» **Instructions for the task**
Return the lines that follow, copied word for word from first to last.

Lines for bounding box labeling:
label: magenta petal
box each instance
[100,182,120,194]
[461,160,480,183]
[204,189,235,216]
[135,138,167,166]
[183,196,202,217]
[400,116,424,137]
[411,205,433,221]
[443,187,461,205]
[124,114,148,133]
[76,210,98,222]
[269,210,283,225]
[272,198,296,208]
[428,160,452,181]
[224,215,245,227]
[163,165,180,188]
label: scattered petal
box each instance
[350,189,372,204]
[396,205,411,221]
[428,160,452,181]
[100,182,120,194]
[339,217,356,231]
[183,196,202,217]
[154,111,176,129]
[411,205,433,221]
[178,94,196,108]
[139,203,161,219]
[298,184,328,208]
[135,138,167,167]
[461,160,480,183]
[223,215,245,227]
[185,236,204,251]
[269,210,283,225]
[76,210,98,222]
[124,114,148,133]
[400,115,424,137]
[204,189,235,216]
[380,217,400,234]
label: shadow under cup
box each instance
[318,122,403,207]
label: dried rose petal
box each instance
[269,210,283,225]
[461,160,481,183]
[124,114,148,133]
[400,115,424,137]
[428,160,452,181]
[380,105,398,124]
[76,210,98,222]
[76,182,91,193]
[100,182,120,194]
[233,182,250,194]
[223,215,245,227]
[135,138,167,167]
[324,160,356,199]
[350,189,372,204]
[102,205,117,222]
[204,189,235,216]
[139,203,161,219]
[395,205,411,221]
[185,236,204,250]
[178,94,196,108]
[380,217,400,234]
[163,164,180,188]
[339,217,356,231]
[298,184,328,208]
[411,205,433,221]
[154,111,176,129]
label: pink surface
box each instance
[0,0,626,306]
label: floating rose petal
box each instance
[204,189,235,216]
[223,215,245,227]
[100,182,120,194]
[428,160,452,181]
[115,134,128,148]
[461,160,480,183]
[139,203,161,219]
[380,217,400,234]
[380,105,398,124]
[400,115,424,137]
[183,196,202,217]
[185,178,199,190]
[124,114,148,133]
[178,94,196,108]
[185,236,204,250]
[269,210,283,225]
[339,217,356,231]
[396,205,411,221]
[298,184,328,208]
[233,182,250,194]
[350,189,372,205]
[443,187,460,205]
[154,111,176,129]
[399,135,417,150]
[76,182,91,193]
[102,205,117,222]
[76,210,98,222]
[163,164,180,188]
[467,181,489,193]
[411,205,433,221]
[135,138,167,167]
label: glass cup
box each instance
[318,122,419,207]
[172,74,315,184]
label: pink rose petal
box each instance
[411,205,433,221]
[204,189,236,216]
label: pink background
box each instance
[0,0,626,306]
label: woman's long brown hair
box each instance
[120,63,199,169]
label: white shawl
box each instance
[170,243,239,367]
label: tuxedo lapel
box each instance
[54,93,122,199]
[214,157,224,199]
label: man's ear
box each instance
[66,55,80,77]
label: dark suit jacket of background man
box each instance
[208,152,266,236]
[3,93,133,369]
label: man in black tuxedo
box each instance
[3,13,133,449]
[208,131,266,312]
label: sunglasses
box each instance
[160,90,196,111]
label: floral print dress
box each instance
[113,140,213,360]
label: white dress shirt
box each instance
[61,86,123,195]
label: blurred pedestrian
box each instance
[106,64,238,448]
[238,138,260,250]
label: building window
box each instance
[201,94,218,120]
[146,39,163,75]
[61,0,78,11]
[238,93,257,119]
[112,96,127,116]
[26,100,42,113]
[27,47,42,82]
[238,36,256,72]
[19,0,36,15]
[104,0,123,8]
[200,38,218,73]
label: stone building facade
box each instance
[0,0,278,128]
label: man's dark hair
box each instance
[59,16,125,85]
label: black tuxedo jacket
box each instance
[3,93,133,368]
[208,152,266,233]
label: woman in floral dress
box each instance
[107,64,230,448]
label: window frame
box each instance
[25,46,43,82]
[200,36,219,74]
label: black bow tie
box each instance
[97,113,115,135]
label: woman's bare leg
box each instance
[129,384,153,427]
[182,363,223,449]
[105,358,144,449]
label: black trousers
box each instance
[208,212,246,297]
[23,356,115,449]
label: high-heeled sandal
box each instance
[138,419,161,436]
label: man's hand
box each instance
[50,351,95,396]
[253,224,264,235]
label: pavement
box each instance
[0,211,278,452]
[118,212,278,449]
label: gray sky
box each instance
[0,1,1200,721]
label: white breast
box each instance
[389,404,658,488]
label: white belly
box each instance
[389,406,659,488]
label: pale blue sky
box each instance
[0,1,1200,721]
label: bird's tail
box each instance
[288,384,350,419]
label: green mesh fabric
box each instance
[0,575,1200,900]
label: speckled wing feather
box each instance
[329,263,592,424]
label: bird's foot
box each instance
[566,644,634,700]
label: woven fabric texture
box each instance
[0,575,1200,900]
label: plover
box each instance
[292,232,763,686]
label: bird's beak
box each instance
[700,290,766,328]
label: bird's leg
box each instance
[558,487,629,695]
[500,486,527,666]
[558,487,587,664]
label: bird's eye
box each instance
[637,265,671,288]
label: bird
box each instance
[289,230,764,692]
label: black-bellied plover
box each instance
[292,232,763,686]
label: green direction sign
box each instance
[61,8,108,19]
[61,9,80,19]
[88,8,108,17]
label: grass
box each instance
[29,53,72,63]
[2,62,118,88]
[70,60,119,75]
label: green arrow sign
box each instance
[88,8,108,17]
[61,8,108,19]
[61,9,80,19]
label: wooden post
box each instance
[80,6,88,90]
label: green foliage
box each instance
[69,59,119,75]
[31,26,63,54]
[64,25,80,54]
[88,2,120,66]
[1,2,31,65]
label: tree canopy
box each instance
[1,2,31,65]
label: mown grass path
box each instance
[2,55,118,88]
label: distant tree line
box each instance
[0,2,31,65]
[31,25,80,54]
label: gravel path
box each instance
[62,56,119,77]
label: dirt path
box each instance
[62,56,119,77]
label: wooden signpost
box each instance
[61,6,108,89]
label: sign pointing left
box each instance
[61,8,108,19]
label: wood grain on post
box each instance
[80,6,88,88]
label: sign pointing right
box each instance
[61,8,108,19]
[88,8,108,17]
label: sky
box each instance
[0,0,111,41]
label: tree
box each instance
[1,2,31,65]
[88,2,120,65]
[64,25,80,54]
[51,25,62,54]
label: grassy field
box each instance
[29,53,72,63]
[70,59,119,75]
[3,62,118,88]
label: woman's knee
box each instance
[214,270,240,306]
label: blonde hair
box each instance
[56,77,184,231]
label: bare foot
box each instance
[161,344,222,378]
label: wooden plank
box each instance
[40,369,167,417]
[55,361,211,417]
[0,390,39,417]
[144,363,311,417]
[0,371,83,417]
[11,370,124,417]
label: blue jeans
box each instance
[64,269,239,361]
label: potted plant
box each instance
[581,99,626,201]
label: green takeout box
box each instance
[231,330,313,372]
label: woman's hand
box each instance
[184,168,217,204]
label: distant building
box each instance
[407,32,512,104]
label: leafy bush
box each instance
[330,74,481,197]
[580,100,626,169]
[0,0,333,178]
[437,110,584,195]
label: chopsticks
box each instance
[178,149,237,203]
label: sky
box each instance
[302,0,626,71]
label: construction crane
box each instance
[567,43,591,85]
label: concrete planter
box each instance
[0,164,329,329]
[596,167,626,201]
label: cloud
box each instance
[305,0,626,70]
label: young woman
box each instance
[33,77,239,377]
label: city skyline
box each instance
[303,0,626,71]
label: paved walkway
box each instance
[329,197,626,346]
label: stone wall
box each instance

» **The reply**
label: magenta petal
box each instance
[100,182,120,194]
[461,160,480,183]
[204,189,235,216]
[135,138,167,166]
[183,196,202,217]
[400,116,424,137]
[411,205,433,221]
[443,187,461,205]
[124,114,148,133]
[76,210,98,222]
[269,210,283,225]
[272,198,296,208]
[428,160,452,181]
[224,215,245,227]
[163,165,180,188]
label: scattered petal
box each instance
[350,189,372,204]
[396,205,411,221]
[428,160,452,181]
[100,182,120,194]
[339,217,356,231]
[183,196,202,217]
[154,111,176,129]
[411,205,433,221]
[178,94,196,108]
[139,203,161,219]
[298,184,328,208]
[135,138,167,167]
[461,160,480,183]
[223,215,245,227]
[185,236,204,251]
[269,210,283,225]
[76,210,98,222]
[124,114,148,133]
[400,115,424,137]
[204,189,235,216]
[380,217,400,234]
label: shadow under cup
box each instance
[318,122,403,207]
label: dried rose petal
box each instance
[269,210,283,225]
[461,160,481,183]
[124,114,148,133]
[400,115,424,137]
[428,160,452,181]
[380,105,398,124]
[76,210,98,222]
[76,182,91,193]
[100,182,120,194]
[233,182,250,194]
[223,215,245,227]
[135,138,167,167]
[324,160,356,199]
[350,189,372,204]
[102,205,117,222]
[204,189,235,216]
[139,203,161,219]
[395,205,411,221]
[185,236,204,250]
[178,94,196,108]
[380,217,400,234]
[163,164,180,188]
[339,217,356,231]
[298,184,328,208]
[411,205,433,221]
[154,111,176,129]
label: pink surface
box each instance
[0,0,626,306]
label: floating rose petal
box each instance
[204,189,235,216]
[223,215,245,227]
[100,182,120,194]
[428,160,452,181]
[115,134,128,148]
[461,160,480,183]
[139,203,161,219]
[380,217,400,234]
[380,105,398,124]
[400,115,424,137]
[183,196,202,217]
[185,178,199,190]
[124,114,148,133]
[178,94,196,108]
[185,236,204,250]
[269,210,283,225]
[339,217,356,231]
[396,205,411,221]
[298,184,328,208]
[233,182,250,194]
[350,189,372,205]
[443,187,460,205]
[154,111,176,129]
[399,135,417,150]
[76,182,91,193]
[102,205,117,222]
[76,210,98,222]
[163,164,180,188]
[467,181,489,193]
[411,205,433,221]
[135,138,167,167]
label: glass cup
box each instance
[318,122,419,207]
[172,74,315,184]
label: pink rose petal
box each instance
[411,205,433,221]
[204,189,236,216]
label: pink background
box each instance
[0,0,626,306]
label: woman's long brown hair
box each instance
[120,63,199,169]
label: white shawl
box each instance
[170,243,239,367]
label: tuxedo lapel
box each instance
[54,93,122,199]
[214,157,224,199]
label: man's ear
box each instance
[66,55,80,77]
label: dark suit jacket of background man
box each instance
[208,152,266,236]
[3,93,133,369]
label: man in black tuxedo
box each instance
[3,13,133,449]
[208,131,266,312]
label: sunglasses
box each instance
[160,90,196,111]
label: floral print dress
box each instance
[113,140,213,360]
label: white dress shirt
box each instance
[61,86,123,195]
label: blurred pedestrian
box each instance
[106,64,238,448]
[238,138,260,250]
label: building window
box each instance
[201,94,218,120]
[146,39,163,75]
[61,0,78,11]
[238,93,257,119]
[112,96,127,116]
[26,100,42,113]
[27,47,42,82]
[238,36,256,72]
[19,0,36,15]
[104,0,123,8]
[200,38,218,73]
label: stone building facade
box each instance
[0,0,278,128]
label: man's dark hair
box each instance
[59,16,125,85]
label: black tuxedo jacket
box each instance
[3,93,133,368]
[208,152,266,233]
label: woman in floral dress
box each instance
[107,64,230,448]
label: window frame
box each instance
[25,46,43,82]
[200,36,219,74]
label: black bow tie
box each instance
[97,113,115,135]
label: woman's bare leg
box each instance
[129,384,153,427]
[182,363,223,449]
[105,358,144,449]
label: black trousers
box each instance
[208,212,246,297]
[23,356,115,449]
label: high-heeled sandal
box each instance
[138,419,161,436]
label: man's hand
box each instance
[50,351,95,396]
[253,224,264,235]
label: pavement
box each instance
[0,211,278,452]
[118,212,278,449]
label: gray sky
box each instance
[0,1,1200,721]
label: white breast
box each instance
[389,404,658,488]
label: white belly
box each instance
[389,406,659,488]
label: pale blue sky
box each instance
[0,1,1200,721]
label: bird's tail
box each instance
[288,384,350,419]
label: green mesh fabric
box each instance
[0,575,1200,900]
label: speckled wing feather
box each instance
[329,263,592,424]
label: bird's foot
box each instance
[566,644,634,700]
label: woven fabric texture
box each instance
[0,575,1200,900]
label: plover
box each instance
[292,232,763,686]
label: bird's beak
box each instance
[700,290,766,328]
label: bird's leg
box each instance
[558,487,629,695]
[500,486,527,666]
[558,487,587,664]
label: bird's eye
box each instance
[637,265,671,288]
label: bird
box each instance
[289,230,764,692]
label: black-bellied plover
box each instance
[292,232,763,686]
label: green direction sign
box each instance
[61,8,108,19]
[61,9,80,19]
[88,8,108,17]
label: grass
box each instance
[29,53,72,63]
[2,62,118,88]
[70,60,119,75]
label: green arrow sign
box each instance
[88,8,108,17]
[61,8,108,19]
[61,9,80,19]
label: wooden post
box each instance
[80,6,88,90]
label: green foliage
box each instance
[69,59,119,75]
[31,26,63,54]
[64,25,80,54]
[88,2,120,66]
[1,2,31,65]
label: tree canopy
box each instance
[1,2,31,65]
label: mown grass path
box each instance
[2,55,118,88]
label: distant tree line
box each instance
[0,2,31,65]
[31,25,80,54]
label: gravel path
box each instance
[62,56,119,77]
label: dirt path
box each instance
[62,56,119,77]
label: wooden signpost
box each instance
[61,6,108,89]
label: sign pointing left
box each instance
[61,8,108,19]
label: wood grain on post
box each instance
[80,6,88,88]
label: sign pointing right
box each instance
[61,8,108,19]
[88,8,108,17]
label: sky
box each instance
[0,0,111,41]
label: tree
box each instance
[1,2,31,65]
[88,2,120,65]
[64,25,80,54]
[51,25,62,54]
label: grassy field
box each instance
[29,53,72,63]
[70,59,119,75]
[3,62,118,88]
label: woman's knee
box each instance
[214,270,240,306]
label: blonde hair
box each instance
[56,77,184,231]
label: bare foot
box each instance
[161,344,222,378]
label: wooden plank
box each instance
[40,369,167,417]
[55,361,211,417]
[0,390,39,417]
[144,363,311,417]
[0,371,83,417]
[11,370,124,417]
label: blue jeans
box each instance
[64,269,239,361]
label: potted plant
box each instance
[581,99,626,201]
label: green takeout box
box each instance
[231,330,313,372]
label: woman's hand
box each instance
[184,168,217,204]
label: distant building
box each instance
[407,32,512,104]
label: leafy bush
box each instance
[330,74,481,197]
[580,100,626,169]
[0,0,333,178]
[437,110,584,195]
label: chopsticks
box each instance
[178,149,237,203]
label: sky
box each instance
[302,0,626,71]
label: construction crane
box each instance
[567,43,591,85]
label: concrete planter
box each instance
[0,164,329,329]
[596,167,626,201]
label: cloud
box each instance
[305,0,626,70]
label: young woman
box each instance
[33,77,239,377]
label: city skyline
box each instance
[303,0,626,71]
label: paved walkway
box each instance
[329,197,626,346]
label: stone wall
box each instance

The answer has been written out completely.